▸ **Task directions**:
Pictures are to be left out; every line from the one with "Reviewer check: each instance of the rippled" through the end of the data must be transcribed exactly.

▸ **Referring expression pointing data**:
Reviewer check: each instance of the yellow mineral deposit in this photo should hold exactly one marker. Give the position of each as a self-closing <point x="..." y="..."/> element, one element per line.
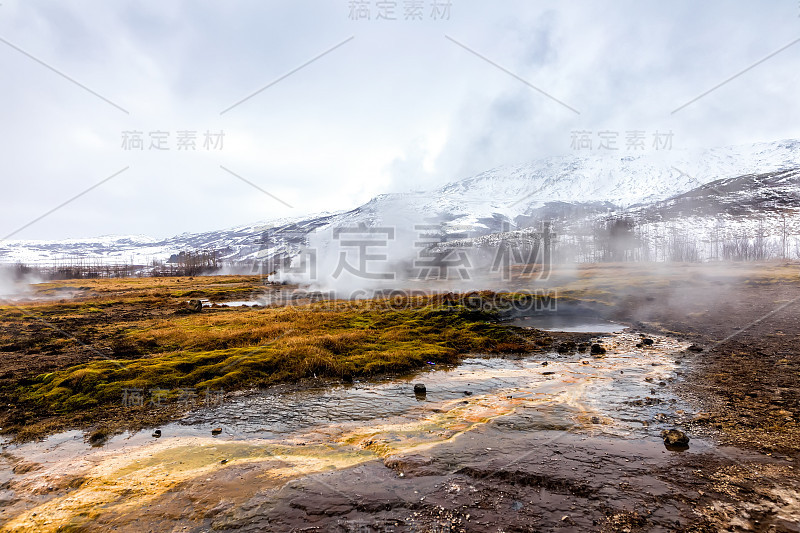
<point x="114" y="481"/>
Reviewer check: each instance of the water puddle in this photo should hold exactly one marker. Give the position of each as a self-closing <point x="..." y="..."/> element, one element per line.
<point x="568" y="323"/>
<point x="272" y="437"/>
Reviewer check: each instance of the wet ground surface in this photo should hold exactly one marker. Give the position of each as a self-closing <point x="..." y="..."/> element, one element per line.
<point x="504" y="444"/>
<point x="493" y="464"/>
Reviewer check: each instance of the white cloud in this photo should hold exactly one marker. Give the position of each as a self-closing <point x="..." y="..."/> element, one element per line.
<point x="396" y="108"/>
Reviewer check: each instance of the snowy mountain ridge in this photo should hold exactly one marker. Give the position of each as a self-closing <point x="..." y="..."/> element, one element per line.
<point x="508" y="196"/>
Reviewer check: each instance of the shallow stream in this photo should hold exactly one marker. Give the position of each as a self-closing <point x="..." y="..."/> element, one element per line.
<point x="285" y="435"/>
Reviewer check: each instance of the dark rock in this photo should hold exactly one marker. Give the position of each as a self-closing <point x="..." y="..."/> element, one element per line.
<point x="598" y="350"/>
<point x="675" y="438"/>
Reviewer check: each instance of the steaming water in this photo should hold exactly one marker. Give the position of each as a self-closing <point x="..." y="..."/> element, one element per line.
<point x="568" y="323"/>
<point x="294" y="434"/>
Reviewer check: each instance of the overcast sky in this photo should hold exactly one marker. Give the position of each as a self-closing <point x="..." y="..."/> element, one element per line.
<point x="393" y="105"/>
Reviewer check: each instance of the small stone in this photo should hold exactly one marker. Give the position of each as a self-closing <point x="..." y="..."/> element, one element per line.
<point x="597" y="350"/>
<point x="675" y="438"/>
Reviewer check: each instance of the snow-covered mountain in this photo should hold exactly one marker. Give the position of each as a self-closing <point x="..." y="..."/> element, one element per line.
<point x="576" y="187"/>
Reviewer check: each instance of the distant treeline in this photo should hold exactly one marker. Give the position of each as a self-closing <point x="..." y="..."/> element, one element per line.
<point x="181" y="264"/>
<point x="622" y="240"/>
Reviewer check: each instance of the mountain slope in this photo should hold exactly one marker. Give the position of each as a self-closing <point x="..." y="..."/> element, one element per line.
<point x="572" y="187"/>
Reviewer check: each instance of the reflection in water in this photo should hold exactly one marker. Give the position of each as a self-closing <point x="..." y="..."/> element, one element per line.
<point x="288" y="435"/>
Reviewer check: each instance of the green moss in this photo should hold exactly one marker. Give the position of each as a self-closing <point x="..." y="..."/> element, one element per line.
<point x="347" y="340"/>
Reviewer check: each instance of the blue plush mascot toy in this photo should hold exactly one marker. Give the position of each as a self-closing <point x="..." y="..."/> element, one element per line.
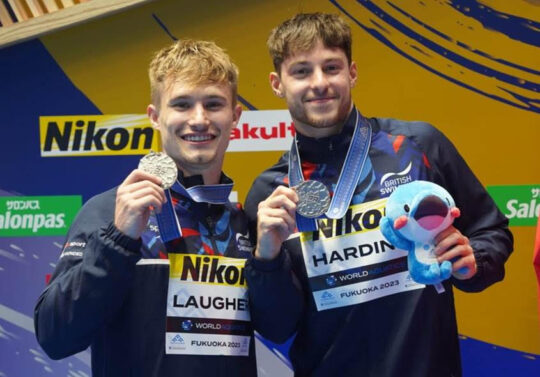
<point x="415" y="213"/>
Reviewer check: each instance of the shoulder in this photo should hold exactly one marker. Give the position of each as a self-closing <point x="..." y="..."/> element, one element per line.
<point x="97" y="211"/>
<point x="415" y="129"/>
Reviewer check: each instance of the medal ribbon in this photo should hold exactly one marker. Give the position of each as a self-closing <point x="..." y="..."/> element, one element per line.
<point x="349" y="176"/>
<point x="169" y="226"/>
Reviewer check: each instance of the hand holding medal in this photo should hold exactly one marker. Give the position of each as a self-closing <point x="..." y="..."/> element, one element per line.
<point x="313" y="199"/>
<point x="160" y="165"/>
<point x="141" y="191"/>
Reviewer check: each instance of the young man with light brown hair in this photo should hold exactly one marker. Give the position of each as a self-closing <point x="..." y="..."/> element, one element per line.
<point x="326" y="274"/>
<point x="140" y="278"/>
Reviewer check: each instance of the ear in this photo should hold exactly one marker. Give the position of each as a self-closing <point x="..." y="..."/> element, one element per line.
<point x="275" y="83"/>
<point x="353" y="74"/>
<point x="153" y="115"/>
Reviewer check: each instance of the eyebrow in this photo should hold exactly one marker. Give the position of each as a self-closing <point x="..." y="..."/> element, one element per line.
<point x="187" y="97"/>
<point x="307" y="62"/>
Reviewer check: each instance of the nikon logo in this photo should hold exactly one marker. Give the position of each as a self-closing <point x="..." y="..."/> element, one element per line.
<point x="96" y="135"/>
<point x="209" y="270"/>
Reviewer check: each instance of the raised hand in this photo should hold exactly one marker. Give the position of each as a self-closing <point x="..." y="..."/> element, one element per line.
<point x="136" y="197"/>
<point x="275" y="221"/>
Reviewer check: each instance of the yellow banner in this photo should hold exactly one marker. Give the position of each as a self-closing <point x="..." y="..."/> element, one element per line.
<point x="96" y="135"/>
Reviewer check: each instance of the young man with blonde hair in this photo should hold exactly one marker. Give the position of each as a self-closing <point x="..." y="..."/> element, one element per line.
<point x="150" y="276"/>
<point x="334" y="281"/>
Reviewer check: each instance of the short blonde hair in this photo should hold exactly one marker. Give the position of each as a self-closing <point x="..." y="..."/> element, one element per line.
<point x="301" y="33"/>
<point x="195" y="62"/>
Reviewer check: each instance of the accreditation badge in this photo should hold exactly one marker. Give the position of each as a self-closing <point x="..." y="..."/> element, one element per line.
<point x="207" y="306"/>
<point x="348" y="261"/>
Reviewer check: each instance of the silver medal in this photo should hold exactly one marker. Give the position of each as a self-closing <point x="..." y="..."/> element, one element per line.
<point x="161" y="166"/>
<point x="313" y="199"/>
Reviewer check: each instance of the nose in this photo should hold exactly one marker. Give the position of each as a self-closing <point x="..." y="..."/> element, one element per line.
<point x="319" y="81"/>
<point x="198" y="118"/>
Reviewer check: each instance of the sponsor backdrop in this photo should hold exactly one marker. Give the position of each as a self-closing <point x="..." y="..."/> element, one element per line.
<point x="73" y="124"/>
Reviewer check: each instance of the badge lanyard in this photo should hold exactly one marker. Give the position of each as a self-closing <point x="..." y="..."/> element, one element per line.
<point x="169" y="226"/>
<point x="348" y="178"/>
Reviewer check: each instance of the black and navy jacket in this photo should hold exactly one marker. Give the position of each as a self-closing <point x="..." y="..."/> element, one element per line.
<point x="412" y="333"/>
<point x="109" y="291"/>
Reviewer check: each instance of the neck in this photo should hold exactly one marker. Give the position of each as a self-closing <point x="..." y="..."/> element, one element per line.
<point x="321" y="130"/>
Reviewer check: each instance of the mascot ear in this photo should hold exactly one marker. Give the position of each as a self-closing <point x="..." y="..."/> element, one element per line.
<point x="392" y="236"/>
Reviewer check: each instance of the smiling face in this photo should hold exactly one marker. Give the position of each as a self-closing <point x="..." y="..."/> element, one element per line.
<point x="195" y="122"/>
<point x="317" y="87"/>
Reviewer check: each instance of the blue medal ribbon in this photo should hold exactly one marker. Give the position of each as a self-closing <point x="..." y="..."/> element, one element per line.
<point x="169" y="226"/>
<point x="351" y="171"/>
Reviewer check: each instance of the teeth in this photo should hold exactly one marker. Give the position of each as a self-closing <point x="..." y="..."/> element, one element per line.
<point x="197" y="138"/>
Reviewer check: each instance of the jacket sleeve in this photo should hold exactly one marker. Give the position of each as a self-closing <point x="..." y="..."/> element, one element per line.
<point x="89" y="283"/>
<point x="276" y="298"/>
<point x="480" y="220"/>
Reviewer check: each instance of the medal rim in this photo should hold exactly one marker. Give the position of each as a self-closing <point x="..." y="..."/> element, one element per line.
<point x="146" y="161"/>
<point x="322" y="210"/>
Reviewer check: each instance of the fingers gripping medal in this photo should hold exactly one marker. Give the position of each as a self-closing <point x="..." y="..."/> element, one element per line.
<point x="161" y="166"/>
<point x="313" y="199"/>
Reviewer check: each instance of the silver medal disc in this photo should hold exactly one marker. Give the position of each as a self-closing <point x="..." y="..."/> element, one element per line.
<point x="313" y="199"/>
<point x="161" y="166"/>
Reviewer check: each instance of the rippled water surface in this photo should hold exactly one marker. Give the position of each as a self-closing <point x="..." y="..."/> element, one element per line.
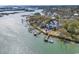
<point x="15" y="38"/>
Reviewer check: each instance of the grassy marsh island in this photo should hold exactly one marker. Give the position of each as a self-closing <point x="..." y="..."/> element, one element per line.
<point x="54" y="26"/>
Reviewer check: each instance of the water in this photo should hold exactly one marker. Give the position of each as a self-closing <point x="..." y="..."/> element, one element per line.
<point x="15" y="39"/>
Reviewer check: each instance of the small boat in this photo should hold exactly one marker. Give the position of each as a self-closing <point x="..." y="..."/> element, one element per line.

▸ **Reply to the task**:
Reviewer check: each instance of the rippled water surface in this photo should hold exactly one marker. Give the position of each as a self-closing <point x="..." y="..."/> element, one element per line.
<point x="15" y="38"/>
Reviewer check: each instance of the grassy marsh island in this photo should hold exactly one marker. Give the position of each as a self-closing <point x="..." y="..."/> element, one element per line.
<point x="54" y="26"/>
Reviewer check: each instance of the water in this photo should hold exactly one marker. Give the position of each as a self-closing <point x="..." y="..."/> element, one element per line.
<point x="15" y="39"/>
Reviewer check: each instance of the small boat in this photo should hold exactly one marker. Give the position of each as a self-closing <point x="..." y="..."/> element, one element per line.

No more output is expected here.